Given text:
··········
It is 11 p.m. You’re exhausted and you have to get up at 4. You lie down on the bed, close your eyes and begin the languorous descent into sleep. A few minutes later, your significant other comes into the room and falls heavily onto the bed next to you.

Just a few days before, the two of you had put the bed together by tightening the bolts at each end. You did the foot, she did the head. And now, as the frame and headboard separate and the mattress and box springs slam to the floor, you discover that she didn’t really tighten those bolts after all.

You are up in a flash, raging at her for not tightening the bolts properly, raging that you are tired and need sleep and don’t have time to fix the bed, raging that nevertheless you have to fix the bed, goddammit, because she didn’t tighten the goddamn bolts.

In fact, you are not just ranting, you are throwing the mattress around and shouting and letting rage escalate to the point where without even trying you detonate a small and decidedly non-tactical nuclear device at the epicenter of your relationship.
··········
What this task involves: In the passage about the collapsing bed, which end of the bed did the partner tighten the bolts on?
··········
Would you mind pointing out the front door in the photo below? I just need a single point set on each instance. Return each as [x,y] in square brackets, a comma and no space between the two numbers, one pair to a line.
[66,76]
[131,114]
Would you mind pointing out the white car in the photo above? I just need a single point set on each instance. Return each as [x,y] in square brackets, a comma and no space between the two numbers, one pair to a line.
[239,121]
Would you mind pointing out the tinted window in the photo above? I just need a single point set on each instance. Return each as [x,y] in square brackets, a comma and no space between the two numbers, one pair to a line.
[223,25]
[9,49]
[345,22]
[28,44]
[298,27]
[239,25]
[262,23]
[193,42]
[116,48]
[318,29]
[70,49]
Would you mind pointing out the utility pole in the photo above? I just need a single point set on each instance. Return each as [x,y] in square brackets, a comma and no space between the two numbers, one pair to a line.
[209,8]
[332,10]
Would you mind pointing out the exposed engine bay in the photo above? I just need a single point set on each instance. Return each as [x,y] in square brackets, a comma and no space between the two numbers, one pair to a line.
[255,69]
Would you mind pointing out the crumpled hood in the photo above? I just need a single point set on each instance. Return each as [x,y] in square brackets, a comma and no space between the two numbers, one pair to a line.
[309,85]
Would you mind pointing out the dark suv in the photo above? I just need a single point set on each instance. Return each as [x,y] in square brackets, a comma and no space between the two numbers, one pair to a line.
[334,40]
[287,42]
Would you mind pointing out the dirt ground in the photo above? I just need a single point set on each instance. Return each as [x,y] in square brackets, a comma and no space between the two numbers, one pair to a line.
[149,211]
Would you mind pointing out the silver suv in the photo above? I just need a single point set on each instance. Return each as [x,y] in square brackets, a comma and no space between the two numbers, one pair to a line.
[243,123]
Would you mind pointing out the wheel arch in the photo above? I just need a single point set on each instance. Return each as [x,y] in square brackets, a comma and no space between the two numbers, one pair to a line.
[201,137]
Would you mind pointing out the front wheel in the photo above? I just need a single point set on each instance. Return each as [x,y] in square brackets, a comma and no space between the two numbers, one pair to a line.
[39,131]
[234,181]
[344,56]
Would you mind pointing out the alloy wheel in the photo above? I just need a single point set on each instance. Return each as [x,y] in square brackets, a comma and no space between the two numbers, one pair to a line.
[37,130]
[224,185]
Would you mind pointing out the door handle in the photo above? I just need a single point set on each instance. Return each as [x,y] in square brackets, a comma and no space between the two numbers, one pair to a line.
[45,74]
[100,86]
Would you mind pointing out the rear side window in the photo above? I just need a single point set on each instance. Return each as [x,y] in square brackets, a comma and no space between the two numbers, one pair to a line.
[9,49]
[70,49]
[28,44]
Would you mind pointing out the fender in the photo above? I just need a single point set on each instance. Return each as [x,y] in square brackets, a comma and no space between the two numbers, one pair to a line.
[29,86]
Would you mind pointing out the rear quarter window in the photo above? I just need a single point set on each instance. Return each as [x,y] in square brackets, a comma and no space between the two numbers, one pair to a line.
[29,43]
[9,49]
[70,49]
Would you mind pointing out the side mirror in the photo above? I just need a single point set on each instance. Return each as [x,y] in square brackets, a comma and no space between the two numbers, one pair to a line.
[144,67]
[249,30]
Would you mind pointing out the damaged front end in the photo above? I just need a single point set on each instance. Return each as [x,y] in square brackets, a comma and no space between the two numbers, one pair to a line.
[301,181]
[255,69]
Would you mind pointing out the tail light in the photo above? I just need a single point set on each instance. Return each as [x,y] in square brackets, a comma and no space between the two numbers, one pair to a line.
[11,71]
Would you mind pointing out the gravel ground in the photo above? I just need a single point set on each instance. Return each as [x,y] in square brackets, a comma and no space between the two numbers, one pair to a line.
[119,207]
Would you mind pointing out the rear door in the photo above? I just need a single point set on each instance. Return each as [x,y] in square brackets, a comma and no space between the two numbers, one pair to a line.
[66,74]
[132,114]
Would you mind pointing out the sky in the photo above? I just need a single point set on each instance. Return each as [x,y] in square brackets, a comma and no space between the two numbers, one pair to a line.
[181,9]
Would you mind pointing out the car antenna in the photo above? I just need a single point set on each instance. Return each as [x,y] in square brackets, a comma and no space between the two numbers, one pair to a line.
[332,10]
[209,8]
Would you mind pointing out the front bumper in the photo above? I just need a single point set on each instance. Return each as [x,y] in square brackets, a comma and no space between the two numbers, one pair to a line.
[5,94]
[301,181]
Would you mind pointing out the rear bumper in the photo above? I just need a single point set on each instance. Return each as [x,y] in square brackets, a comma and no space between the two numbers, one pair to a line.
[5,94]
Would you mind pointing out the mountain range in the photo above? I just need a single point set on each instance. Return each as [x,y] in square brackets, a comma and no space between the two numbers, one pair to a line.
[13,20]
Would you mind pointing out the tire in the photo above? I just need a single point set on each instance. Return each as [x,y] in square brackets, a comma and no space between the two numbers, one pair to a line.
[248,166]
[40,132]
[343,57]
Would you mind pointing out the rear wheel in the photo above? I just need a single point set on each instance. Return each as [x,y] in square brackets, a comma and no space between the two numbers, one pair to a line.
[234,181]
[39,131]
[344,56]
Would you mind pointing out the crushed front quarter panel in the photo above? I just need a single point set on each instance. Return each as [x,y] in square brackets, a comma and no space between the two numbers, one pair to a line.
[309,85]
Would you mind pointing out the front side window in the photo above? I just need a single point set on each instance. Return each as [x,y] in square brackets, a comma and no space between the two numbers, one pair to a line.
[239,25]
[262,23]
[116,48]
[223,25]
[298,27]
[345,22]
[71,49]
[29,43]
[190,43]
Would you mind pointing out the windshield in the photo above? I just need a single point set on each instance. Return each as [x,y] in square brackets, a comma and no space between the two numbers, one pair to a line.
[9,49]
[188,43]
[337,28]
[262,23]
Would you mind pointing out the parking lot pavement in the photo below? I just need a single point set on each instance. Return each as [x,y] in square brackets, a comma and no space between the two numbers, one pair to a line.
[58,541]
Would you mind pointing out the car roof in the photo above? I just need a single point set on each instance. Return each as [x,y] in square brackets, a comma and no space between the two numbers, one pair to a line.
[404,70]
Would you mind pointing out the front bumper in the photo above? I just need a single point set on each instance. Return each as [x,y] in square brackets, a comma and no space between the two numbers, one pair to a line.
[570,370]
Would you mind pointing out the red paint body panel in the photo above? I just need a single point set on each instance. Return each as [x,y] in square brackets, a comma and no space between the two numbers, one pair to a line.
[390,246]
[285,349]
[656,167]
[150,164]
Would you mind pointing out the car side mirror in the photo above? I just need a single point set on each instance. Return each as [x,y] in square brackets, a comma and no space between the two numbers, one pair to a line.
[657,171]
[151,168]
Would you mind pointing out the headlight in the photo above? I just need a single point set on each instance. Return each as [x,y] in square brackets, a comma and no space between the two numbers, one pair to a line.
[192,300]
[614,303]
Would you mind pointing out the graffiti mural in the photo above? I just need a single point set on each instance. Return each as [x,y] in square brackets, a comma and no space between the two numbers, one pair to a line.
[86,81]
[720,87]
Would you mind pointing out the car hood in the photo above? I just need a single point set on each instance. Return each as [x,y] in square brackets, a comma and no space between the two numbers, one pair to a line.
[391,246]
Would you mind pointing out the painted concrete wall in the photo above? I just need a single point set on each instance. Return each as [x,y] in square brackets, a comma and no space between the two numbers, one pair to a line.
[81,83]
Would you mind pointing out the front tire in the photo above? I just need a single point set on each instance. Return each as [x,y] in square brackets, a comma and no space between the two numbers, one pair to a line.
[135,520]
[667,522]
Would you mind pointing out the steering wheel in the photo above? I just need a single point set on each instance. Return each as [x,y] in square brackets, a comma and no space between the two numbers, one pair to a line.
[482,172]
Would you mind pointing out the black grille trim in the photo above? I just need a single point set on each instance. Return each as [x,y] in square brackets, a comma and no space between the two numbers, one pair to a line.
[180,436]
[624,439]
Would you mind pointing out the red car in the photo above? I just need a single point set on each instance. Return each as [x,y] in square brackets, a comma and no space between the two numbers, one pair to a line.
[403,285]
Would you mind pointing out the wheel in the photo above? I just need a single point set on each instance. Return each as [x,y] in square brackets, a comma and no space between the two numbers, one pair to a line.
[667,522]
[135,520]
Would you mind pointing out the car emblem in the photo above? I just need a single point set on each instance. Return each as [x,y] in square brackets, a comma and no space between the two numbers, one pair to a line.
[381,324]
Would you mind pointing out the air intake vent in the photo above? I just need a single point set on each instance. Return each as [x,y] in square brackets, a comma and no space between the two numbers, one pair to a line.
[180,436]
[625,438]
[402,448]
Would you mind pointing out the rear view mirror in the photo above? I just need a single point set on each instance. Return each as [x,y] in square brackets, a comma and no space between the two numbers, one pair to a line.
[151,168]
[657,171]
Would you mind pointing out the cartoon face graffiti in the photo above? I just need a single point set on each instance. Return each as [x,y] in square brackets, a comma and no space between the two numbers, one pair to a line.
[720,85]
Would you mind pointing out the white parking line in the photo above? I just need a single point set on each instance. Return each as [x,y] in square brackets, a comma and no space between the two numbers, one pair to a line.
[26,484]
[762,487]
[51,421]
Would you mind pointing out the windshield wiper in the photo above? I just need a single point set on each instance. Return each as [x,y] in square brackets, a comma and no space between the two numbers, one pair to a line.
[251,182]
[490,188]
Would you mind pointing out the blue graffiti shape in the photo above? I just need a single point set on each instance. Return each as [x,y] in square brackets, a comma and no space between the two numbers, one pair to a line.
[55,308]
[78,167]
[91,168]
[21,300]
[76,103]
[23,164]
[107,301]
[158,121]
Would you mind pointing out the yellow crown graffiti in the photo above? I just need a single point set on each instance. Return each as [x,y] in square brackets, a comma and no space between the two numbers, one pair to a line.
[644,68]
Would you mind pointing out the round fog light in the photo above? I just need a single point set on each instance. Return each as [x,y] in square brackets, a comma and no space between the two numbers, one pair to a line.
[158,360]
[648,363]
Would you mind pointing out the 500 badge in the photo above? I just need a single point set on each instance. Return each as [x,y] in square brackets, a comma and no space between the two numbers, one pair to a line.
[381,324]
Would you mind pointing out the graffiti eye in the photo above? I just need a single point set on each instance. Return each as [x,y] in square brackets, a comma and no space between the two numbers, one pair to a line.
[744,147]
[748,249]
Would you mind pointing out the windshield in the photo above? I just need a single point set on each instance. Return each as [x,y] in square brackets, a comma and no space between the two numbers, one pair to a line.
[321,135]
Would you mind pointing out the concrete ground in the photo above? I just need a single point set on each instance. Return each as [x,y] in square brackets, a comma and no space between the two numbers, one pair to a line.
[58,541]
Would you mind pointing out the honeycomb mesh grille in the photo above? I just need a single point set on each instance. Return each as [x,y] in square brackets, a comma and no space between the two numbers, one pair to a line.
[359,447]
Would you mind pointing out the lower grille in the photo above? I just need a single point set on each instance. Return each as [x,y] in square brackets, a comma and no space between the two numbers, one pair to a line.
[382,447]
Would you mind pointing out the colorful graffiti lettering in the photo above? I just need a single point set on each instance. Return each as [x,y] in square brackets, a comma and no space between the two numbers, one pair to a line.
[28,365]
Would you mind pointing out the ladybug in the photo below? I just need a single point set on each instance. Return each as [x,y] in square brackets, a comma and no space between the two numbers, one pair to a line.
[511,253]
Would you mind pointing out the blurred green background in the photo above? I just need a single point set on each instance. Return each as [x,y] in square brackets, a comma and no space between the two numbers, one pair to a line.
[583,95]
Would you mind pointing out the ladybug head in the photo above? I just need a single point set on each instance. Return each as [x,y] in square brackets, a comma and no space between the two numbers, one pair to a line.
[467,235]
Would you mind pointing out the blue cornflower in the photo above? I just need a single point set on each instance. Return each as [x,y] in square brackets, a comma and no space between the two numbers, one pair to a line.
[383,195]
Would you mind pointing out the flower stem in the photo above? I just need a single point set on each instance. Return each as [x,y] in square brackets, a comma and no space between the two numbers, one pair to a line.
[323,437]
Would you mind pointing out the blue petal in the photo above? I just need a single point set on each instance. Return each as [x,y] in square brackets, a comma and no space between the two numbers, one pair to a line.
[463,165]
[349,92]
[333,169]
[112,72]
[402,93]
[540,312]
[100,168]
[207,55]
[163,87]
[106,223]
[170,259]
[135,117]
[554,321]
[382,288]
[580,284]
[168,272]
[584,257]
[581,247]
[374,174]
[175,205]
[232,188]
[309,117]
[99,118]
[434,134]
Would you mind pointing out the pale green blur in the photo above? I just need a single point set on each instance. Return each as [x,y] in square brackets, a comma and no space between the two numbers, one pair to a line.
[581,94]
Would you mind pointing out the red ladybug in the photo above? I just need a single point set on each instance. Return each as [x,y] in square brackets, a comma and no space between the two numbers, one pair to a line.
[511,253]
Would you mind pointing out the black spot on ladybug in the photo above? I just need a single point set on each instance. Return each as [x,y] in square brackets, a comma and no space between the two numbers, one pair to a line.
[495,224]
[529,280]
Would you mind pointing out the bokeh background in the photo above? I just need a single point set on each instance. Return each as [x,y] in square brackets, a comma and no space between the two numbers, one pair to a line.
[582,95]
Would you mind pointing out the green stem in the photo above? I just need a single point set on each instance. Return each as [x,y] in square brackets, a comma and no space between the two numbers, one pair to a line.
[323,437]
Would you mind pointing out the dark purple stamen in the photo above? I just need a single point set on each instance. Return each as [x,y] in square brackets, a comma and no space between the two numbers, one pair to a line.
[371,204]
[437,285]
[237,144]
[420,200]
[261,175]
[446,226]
··········
Written answer: The head.